* START PROVIDED PASSAGE *
Closed Mustack closed 7 years ago

Mustack commented 7 years ago

Fixes https://github.com/stampit-org/stampit/issues/319

danielkcz commented 7 years ago

Thanks for the effort, but we have decided a long time ago that polyfill for this won't be bundled with stampit, especially since only the IE11 is affected by it. In the install section there is an explanation how to handle this.

Furthermore, stampit itself is slowly getting deprecated and replaced by modularized approach residing in repo https://github.com/stampit-org/stamp/tree/master/packages. Not that it would solve your problem in any way, but there is not much of the point to send PR to this one.

jyboudreau commented 7 years ago

Hi @FredyC,

I agree that this can be fixed via a polyfill and this is likely a valid use case for application developers. However, using a polyfill is not a valid use case for library developers such as yourself and others.

As such any library developer wanting to use stampit or @stamp packages have to either pollute globals or pass along this problem up the dependency chain.

When such a simple solution exists (~20 lines of code) why restrict your audience to people who:

danielkcz commented 7 years ago

I think that even on library level it makes sense to include this ponyfill that simply checks if Object.assign is available and if not, it would include it. I wouldn't consider that polluting globals as you are only adding functionality by spec, nothing that shouldn't be there. Or do it configurable and allow a user of your library decide if they want to use it or they have own solution in place.

We wanted stampit as small in size as possible, so even including 20 lines just for a single use case feels like unnecessary evil.

jyboudreau commented 7 years ago

I also think these are valuable goals. They are valuable goals for my own libraries as well, but now if I want to use \@stamp\stampit I have to pass along that problem.

Or do it configurable and allow a user of your library decide if they want to use it or they have own solution in place.

Why not provide this configurability in \@stamp\stampit then? I.e. Allow users to provide their own assign function.

danielkcz commented 7 years ago

@jyboudreau Such configurability is not that easy on our level as we would need to create separate bundles that would include it. Sorry, but IE11 is not worth the effort :) If you really want it that way, you can try to create PR, but I doubt it would be useful.
* END PROVIDED PASSAGE *
PROBLEM SET
**1.** According to the pull request discussion, which browser is the only one affected by the issue?
**2.** Reproduce part of the pull request discussion word for word, beginning with "Furthermore, stampit itself" and ending after "the dependency chain.".
* START DATA *
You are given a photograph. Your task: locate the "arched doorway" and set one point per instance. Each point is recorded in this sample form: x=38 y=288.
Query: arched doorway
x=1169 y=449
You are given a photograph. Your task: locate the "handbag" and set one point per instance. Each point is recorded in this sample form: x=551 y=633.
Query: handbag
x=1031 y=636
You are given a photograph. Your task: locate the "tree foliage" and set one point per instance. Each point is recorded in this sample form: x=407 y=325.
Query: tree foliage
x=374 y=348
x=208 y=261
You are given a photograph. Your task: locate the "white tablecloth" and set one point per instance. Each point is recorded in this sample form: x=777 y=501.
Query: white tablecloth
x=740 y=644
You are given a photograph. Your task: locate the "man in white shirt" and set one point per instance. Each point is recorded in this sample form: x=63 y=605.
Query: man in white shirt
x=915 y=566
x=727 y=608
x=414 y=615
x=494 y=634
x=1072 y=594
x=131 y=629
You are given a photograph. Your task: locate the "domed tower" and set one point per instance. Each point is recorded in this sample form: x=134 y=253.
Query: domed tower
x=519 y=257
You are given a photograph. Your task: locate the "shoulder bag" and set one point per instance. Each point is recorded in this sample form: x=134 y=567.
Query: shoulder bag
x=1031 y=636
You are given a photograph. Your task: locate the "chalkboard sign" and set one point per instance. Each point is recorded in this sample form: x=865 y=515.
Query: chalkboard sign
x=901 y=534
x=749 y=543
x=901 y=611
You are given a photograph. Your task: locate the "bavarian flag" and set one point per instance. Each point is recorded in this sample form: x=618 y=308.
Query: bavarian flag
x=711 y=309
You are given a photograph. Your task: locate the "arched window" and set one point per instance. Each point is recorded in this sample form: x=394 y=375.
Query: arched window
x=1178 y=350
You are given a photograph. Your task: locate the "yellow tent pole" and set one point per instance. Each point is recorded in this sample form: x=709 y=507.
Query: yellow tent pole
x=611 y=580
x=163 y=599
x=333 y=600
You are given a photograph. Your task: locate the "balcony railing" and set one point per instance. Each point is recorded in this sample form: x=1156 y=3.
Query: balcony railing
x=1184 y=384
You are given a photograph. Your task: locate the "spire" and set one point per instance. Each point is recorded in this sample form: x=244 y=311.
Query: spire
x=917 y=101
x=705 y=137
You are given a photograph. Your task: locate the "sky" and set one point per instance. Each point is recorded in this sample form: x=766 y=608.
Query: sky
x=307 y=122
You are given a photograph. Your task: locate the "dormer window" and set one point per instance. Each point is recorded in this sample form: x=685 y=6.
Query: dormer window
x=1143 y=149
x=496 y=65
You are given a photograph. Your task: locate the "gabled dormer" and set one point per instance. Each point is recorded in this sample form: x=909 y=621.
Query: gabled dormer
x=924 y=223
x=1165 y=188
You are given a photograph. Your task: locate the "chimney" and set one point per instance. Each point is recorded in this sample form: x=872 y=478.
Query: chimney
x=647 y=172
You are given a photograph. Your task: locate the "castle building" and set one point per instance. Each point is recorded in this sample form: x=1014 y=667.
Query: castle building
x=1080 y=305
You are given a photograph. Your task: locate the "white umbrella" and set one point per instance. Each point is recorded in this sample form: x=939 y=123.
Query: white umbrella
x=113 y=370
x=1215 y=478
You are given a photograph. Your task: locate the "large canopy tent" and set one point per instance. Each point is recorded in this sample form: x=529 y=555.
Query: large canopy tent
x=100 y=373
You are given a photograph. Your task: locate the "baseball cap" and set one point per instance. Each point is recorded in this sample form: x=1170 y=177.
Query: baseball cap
* END DATA *
TASK RESULTS
**1.** IE11

**2.**
Furthermore, stampit itself is slowly getting deprecated and replaced by modularized approach residing in repo https://github.com/stampit-org/stamp/tree/master/packages. Not that it would solve your problem in any way, but there is not much of the point to send PR to this one.

jyboudreau commented 7 years ago

Hi @FredyC,

I agree that this can be fixed via a polyfill and this is likely a valid use case for application developers. However, using a polyfill is not a valid use case for library developers such as yourself and others.

As such any library developer wanting to use stampit or @stamp packages have to either pollute globals or pass along this problem up the dependency chain.